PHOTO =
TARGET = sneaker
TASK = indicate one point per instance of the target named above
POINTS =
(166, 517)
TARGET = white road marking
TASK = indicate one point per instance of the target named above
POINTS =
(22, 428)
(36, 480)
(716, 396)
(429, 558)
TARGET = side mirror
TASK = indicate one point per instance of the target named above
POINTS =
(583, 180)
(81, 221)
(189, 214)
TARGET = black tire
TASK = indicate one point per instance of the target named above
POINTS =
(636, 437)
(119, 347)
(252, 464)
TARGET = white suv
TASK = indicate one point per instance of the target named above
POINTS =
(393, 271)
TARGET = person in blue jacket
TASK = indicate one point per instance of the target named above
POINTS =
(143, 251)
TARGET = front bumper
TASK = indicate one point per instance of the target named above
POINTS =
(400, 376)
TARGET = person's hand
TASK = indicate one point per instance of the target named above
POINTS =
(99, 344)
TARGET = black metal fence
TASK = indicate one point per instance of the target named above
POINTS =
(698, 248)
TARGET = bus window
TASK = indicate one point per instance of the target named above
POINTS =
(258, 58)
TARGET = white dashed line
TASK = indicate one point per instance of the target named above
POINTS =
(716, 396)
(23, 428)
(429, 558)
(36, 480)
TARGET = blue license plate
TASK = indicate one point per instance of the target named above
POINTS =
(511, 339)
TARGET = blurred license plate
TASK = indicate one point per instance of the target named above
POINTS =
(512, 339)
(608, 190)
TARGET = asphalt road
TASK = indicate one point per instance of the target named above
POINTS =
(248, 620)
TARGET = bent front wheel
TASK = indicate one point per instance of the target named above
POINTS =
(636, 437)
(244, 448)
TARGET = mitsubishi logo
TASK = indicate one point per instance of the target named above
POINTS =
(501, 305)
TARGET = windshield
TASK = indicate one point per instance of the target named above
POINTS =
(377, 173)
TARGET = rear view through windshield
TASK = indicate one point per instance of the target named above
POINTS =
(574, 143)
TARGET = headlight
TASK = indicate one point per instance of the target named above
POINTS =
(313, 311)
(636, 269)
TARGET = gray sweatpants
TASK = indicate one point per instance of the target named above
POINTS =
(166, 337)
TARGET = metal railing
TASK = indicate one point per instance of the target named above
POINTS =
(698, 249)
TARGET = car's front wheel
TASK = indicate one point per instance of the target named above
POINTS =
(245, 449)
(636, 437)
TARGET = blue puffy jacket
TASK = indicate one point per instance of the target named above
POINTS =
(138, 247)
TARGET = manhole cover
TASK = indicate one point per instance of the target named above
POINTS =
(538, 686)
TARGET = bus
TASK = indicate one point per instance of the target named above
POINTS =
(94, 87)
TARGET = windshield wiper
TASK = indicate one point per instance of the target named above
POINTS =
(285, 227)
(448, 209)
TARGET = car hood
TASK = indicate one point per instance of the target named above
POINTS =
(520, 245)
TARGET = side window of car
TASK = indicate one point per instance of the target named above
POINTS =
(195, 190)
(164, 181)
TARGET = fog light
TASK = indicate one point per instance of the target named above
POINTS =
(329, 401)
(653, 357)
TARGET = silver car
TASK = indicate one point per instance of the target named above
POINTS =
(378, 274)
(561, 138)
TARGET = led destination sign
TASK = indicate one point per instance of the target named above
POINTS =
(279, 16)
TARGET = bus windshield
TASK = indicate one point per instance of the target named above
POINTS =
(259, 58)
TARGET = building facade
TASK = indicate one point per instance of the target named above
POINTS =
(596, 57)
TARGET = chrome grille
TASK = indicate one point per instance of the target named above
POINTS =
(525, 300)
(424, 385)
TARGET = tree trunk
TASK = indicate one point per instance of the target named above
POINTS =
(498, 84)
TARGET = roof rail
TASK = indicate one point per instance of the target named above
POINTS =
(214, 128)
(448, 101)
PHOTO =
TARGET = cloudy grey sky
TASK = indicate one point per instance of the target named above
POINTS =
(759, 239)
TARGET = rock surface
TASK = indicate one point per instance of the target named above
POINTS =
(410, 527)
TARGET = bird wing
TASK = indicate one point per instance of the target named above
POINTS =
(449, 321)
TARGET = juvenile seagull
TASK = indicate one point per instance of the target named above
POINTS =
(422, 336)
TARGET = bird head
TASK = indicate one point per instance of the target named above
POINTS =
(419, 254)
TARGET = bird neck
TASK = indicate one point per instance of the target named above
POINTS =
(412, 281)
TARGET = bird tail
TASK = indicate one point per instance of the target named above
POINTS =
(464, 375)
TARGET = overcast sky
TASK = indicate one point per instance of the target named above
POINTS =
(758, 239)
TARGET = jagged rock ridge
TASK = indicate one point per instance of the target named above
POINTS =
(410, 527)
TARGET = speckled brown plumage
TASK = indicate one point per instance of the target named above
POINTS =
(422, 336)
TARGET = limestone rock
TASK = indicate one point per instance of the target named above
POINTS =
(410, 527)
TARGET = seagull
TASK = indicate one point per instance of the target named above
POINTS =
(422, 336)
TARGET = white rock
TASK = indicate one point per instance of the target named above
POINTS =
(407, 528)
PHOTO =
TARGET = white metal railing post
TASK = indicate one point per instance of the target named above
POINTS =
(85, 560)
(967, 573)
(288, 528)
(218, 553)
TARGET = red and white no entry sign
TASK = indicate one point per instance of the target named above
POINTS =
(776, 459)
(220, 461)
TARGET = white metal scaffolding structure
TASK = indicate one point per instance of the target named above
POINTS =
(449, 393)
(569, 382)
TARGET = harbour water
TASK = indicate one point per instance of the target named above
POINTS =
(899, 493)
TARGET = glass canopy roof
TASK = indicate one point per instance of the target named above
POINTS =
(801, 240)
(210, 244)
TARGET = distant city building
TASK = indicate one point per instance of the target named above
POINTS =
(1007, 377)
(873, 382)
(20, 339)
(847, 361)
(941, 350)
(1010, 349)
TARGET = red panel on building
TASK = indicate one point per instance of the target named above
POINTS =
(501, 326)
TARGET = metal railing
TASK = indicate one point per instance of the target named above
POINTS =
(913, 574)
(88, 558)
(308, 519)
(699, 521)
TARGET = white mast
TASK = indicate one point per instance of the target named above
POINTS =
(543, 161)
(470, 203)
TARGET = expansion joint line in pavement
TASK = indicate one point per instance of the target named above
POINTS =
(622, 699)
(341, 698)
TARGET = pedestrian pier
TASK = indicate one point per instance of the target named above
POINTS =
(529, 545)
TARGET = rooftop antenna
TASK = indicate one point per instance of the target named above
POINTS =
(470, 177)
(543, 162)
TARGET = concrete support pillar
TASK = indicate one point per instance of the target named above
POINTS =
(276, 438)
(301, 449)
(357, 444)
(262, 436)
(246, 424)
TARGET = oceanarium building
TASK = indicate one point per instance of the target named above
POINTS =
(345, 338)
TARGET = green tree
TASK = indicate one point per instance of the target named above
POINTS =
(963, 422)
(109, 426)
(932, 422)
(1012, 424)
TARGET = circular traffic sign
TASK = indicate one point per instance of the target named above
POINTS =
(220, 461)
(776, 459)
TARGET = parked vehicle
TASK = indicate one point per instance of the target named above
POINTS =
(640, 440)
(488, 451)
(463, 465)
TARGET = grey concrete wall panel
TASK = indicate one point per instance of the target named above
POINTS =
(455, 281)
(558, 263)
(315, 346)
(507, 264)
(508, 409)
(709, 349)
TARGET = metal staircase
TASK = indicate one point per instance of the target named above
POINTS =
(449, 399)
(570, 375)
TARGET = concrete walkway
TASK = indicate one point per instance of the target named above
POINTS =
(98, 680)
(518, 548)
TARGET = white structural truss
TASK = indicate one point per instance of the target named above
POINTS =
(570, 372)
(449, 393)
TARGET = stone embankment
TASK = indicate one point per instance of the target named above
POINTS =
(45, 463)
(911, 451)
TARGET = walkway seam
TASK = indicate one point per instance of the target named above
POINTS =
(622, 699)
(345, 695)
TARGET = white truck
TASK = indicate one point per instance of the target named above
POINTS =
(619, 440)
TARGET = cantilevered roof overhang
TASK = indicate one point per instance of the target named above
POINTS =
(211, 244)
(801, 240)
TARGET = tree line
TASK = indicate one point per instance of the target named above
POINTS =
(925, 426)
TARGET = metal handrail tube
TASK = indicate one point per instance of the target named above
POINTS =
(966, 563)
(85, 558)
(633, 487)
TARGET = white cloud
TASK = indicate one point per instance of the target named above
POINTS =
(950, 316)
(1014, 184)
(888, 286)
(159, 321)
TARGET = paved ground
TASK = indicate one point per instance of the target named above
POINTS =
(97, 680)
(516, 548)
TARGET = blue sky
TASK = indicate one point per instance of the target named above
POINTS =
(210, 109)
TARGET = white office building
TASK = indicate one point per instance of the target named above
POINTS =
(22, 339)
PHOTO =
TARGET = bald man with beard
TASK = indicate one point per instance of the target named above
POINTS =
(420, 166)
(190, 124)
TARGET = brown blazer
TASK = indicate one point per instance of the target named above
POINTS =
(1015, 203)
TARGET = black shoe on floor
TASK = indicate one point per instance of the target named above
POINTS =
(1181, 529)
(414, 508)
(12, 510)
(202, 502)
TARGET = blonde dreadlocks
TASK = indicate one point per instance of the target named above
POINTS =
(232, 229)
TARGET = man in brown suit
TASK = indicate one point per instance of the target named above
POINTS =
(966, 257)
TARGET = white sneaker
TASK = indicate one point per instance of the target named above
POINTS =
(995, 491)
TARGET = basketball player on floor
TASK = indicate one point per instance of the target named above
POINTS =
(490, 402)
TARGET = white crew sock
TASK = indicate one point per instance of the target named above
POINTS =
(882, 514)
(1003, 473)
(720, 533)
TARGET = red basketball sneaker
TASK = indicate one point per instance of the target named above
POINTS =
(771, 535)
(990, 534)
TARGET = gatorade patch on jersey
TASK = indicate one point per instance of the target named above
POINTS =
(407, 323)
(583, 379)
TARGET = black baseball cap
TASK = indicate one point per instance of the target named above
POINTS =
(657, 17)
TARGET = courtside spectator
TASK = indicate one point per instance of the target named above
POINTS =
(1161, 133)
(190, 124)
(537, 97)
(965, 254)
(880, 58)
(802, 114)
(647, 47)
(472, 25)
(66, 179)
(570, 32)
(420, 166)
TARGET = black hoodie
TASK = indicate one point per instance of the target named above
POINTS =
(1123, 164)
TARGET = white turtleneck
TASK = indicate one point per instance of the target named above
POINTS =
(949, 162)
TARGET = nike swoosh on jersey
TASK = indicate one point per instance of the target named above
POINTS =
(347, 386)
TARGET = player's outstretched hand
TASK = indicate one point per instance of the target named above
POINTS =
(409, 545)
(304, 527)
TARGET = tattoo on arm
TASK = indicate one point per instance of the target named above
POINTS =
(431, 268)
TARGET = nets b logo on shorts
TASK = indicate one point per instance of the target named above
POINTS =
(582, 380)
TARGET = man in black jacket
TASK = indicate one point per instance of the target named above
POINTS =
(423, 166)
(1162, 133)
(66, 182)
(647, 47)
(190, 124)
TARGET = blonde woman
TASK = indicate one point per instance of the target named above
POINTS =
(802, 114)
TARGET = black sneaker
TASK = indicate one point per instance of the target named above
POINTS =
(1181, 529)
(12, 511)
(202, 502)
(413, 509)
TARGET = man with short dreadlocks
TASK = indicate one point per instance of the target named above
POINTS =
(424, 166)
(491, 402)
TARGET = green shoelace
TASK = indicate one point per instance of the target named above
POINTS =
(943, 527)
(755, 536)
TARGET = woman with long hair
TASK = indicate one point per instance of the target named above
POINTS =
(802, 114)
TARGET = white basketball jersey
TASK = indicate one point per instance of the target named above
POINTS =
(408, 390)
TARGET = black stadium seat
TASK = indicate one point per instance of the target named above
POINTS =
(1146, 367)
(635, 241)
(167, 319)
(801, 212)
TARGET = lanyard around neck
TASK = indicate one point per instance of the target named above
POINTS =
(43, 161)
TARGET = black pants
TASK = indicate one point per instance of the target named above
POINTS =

WHAT THE TASK ASKS: Starting with the first line of the listing, output each line exactly until you have included the one containing "TARGET = black tire".

EXERCISE SOLUTION:
PHOTO =
TARGET = sneaker
TASK = indicate one point per instance of the target named above
POINTS =
(166, 517)
TARGET = white road marking
TASK = indicate one point per instance of the target named above
POINTS =
(22, 428)
(36, 480)
(716, 396)
(429, 558)
TARGET = side mirror
TASK = indicate one point per instance of the target named above
POINTS =
(583, 180)
(81, 221)
(189, 214)
TARGET = black tire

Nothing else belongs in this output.